> _RECORD LIST_:
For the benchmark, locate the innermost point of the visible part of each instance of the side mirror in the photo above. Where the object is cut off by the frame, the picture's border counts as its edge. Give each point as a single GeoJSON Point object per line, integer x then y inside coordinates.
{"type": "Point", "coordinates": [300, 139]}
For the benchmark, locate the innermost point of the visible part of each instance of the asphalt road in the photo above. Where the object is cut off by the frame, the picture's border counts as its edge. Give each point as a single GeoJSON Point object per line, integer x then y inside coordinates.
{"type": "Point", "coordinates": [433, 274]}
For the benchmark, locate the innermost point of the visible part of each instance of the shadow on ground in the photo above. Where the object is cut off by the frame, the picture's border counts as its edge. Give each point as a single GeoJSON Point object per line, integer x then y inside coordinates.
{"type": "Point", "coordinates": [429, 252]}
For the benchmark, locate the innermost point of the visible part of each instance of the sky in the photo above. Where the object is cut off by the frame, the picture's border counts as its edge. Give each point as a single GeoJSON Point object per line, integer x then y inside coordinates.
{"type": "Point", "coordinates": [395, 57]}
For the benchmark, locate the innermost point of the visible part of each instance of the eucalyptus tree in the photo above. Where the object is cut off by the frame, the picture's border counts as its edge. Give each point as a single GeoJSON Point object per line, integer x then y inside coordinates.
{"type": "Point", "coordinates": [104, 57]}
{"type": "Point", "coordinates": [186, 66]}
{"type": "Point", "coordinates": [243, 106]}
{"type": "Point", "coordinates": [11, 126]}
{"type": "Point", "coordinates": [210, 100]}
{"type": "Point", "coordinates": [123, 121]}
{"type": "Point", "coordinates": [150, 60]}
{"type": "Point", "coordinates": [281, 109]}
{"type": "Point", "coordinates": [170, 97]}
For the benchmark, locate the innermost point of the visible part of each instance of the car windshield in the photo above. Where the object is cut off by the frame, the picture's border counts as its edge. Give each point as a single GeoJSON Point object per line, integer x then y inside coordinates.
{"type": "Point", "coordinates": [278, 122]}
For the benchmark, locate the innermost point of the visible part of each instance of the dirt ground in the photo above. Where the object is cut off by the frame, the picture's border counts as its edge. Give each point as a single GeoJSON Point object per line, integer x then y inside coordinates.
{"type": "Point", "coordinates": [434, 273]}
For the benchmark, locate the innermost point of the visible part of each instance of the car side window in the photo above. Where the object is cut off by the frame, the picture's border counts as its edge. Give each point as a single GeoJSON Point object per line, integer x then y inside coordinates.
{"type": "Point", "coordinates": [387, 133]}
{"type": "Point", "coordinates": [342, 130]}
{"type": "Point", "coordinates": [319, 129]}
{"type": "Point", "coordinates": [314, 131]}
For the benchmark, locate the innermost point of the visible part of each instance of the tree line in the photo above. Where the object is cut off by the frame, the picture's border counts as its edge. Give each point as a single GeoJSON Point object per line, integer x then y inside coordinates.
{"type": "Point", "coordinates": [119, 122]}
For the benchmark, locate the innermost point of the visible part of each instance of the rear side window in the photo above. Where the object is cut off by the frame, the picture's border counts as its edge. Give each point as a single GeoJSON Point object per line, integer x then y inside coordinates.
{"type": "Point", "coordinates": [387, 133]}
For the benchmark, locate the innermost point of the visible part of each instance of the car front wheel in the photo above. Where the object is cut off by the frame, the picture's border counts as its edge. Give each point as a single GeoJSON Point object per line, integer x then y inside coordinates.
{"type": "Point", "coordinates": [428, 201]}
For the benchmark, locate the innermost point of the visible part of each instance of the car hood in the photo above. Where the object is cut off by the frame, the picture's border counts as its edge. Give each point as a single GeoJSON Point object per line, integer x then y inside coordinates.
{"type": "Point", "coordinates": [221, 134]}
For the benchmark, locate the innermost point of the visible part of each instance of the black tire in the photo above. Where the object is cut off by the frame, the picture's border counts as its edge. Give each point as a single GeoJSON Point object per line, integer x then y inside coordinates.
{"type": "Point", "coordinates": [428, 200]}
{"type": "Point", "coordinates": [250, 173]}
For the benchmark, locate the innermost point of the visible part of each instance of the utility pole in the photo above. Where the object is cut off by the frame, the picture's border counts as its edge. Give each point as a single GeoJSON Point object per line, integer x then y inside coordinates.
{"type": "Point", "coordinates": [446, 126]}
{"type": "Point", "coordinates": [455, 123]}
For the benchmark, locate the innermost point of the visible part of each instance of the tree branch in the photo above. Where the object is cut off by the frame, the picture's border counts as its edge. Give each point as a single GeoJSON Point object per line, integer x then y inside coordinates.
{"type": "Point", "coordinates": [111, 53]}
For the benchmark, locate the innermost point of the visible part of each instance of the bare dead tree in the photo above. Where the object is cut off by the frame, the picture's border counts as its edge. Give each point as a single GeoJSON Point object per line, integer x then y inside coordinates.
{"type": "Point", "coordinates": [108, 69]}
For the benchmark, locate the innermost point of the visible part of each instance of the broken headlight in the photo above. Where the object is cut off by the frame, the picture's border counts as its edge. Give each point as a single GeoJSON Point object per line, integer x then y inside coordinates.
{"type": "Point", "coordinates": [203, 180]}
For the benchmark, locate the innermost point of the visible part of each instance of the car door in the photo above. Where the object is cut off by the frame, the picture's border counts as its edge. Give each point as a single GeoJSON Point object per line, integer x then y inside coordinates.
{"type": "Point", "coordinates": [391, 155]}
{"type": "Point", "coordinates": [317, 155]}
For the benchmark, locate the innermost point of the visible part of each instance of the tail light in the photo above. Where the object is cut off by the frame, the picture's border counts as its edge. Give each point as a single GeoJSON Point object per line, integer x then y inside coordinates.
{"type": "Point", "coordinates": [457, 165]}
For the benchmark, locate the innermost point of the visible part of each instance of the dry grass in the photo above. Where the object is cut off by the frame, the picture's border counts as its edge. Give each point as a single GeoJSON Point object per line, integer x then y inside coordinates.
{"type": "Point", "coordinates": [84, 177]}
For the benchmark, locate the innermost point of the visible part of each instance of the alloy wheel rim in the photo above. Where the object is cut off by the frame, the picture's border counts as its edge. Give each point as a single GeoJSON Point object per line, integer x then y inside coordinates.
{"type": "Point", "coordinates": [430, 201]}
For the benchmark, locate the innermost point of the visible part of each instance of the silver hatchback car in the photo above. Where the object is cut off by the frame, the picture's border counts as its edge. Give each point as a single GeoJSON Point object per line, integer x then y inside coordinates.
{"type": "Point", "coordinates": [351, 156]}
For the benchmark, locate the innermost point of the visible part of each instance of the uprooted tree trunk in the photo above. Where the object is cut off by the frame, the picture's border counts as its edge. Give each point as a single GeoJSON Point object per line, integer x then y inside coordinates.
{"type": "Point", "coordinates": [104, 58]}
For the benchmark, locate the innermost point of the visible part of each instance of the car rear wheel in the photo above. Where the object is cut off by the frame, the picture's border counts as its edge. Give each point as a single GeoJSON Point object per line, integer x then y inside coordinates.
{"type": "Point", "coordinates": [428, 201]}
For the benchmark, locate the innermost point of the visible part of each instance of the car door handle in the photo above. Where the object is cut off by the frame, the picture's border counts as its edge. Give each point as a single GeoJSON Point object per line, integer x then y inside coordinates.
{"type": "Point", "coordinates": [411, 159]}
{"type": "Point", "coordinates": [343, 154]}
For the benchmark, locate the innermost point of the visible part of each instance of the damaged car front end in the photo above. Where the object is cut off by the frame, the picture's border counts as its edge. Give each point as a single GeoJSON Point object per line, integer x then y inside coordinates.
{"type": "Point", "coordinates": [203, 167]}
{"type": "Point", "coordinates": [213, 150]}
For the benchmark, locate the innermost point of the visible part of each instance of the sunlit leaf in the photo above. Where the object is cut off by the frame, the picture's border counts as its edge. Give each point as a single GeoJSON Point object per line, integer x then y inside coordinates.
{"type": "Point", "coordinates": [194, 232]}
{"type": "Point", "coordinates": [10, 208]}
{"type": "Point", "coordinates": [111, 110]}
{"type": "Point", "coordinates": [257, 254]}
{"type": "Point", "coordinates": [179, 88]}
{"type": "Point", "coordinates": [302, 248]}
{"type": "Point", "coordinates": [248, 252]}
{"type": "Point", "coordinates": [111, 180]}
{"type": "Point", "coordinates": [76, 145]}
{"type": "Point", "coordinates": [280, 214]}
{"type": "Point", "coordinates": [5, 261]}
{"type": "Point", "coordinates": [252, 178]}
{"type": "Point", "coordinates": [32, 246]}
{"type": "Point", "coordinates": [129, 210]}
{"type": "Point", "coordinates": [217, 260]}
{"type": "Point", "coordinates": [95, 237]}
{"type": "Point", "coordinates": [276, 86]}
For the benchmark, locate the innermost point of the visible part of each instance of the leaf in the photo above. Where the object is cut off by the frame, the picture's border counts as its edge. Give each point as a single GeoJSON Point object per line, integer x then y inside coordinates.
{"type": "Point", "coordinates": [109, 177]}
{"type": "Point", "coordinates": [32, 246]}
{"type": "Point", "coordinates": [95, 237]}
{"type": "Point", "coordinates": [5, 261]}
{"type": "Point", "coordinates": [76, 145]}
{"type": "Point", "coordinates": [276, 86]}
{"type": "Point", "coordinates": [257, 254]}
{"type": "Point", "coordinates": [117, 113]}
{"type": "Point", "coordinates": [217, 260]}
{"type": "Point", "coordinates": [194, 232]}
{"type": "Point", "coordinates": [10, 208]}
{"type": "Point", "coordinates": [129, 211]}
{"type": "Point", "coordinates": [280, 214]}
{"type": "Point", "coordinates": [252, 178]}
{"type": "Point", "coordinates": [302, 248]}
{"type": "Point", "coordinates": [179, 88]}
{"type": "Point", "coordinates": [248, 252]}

> _THE REQUEST_:
Take the lines from the one containing "of the sunlit" to the last line of the material above and write them out exactly.

> _WRITTEN RESPONSE_:
For the benchmark, locate the innermost point of the visible part of each instance of the sunlit leaf in the photo above. Where the object is cut off by the frame, the picture's border counts as its edge. Give each point as a single GeoJSON Point object per line, integer x then y inside coordinates.
{"type": "Point", "coordinates": [194, 232]}
{"type": "Point", "coordinates": [10, 208]}
{"type": "Point", "coordinates": [111, 110]}
{"type": "Point", "coordinates": [257, 254]}
{"type": "Point", "coordinates": [179, 88]}
{"type": "Point", "coordinates": [302, 248]}
{"type": "Point", "coordinates": [248, 252]}
{"type": "Point", "coordinates": [111, 180]}
{"type": "Point", "coordinates": [76, 145]}
{"type": "Point", "coordinates": [280, 214]}
{"type": "Point", "coordinates": [5, 261]}
{"type": "Point", "coordinates": [252, 178]}
{"type": "Point", "coordinates": [32, 246]}
{"type": "Point", "coordinates": [129, 210]}
{"type": "Point", "coordinates": [217, 260]}
{"type": "Point", "coordinates": [95, 237]}
{"type": "Point", "coordinates": [276, 86]}
For the benchmark, locate the innermost point of the visible part of each instance of the leaf in the photo above. Where the object is cut off by the frame, the picture's border counts as its edge. Give each point as a single GeoJSON Point object per line, integer x then y inside coordinates.
{"type": "Point", "coordinates": [109, 177]}
{"type": "Point", "coordinates": [32, 246]}
{"type": "Point", "coordinates": [95, 237]}
{"type": "Point", "coordinates": [5, 261]}
{"type": "Point", "coordinates": [76, 145]}
{"type": "Point", "coordinates": [276, 86]}
{"type": "Point", "coordinates": [257, 254]}
{"type": "Point", "coordinates": [117, 113]}
{"type": "Point", "coordinates": [217, 260]}
{"type": "Point", "coordinates": [194, 232]}
{"type": "Point", "coordinates": [10, 208]}
{"type": "Point", "coordinates": [129, 211]}
{"type": "Point", "coordinates": [280, 214]}
{"type": "Point", "coordinates": [252, 178]}
{"type": "Point", "coordinates": [302, 248]}
{"type": "Point", "coordinates": [179, 88]}
{"type": "Point", "coordinates": [248, 252]}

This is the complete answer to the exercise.